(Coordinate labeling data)
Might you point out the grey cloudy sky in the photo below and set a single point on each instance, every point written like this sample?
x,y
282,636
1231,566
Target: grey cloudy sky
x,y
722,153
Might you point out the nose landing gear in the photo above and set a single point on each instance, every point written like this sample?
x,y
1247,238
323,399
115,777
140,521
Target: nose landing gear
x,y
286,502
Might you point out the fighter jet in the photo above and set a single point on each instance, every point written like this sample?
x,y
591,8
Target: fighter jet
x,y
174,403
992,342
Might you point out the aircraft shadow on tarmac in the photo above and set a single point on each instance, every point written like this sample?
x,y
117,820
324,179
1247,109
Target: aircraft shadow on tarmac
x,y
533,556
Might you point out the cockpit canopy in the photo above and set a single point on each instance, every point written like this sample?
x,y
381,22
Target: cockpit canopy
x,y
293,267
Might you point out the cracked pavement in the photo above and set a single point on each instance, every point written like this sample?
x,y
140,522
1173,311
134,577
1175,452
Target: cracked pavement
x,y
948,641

---

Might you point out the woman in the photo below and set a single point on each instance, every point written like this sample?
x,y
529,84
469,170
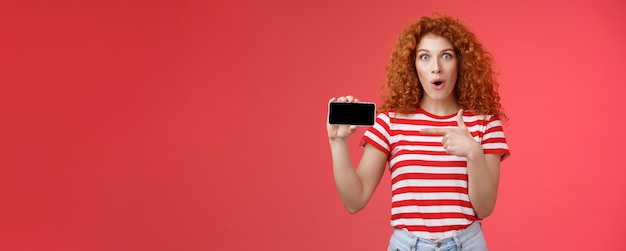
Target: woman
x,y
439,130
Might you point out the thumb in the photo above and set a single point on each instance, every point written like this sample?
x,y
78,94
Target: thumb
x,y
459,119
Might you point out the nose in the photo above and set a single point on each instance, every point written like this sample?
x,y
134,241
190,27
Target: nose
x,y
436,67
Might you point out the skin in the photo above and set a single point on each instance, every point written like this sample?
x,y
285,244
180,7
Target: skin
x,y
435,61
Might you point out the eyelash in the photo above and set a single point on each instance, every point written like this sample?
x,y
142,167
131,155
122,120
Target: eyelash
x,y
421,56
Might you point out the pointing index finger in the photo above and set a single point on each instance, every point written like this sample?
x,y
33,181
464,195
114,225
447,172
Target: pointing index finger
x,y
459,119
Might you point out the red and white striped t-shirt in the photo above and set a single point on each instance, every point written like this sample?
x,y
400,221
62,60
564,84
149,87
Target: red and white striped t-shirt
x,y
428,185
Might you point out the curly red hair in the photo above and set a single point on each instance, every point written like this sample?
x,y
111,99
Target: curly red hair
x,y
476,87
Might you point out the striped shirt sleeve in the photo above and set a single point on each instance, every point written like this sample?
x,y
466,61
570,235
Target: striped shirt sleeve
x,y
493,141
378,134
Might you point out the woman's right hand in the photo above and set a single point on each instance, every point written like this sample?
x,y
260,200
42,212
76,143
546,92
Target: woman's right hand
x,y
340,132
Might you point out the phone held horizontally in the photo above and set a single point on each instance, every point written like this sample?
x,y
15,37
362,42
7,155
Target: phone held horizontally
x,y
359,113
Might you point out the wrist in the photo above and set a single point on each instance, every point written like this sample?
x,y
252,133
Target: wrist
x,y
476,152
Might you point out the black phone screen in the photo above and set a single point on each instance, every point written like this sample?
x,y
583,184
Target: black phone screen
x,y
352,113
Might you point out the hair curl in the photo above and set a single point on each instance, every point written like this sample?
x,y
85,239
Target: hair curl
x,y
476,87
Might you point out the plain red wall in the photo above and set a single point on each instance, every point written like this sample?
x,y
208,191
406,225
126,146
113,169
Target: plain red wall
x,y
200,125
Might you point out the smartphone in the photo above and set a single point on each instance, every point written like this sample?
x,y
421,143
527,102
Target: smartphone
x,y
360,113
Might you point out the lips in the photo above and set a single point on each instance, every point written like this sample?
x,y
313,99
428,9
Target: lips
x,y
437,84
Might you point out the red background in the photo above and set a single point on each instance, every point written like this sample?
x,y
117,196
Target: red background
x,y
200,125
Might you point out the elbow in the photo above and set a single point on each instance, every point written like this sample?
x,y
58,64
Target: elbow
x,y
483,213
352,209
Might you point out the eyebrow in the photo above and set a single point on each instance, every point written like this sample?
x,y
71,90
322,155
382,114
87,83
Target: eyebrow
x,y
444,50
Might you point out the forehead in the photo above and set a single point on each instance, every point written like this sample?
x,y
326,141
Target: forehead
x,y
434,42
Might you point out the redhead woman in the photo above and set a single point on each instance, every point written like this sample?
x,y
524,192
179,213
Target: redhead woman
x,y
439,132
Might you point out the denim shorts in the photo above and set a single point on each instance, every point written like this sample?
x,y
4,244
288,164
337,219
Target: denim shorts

--- TASK TO COMPLETE ---
Output only the lines from the one containing "Might you point out the redhead" through the one containing "Target: denim shorts" as a numbered list, leaving out any blank lines.

--- WRITTEN ANSWER ---
1. Might you point out the redhead woman in the photo above and set a single point on each instance, every point written like this sample?
2. x,y
3. 524,192
4. 179,213
5. Target: redhead woman
6. x,y
7. 439,132
8. Might you point out the denim shorts in the photo above and set a single point on each instance, every point written like this sample?
9. x,y
10. 4,244
11. 288,164
12. 337,219
13. Target: denim shorts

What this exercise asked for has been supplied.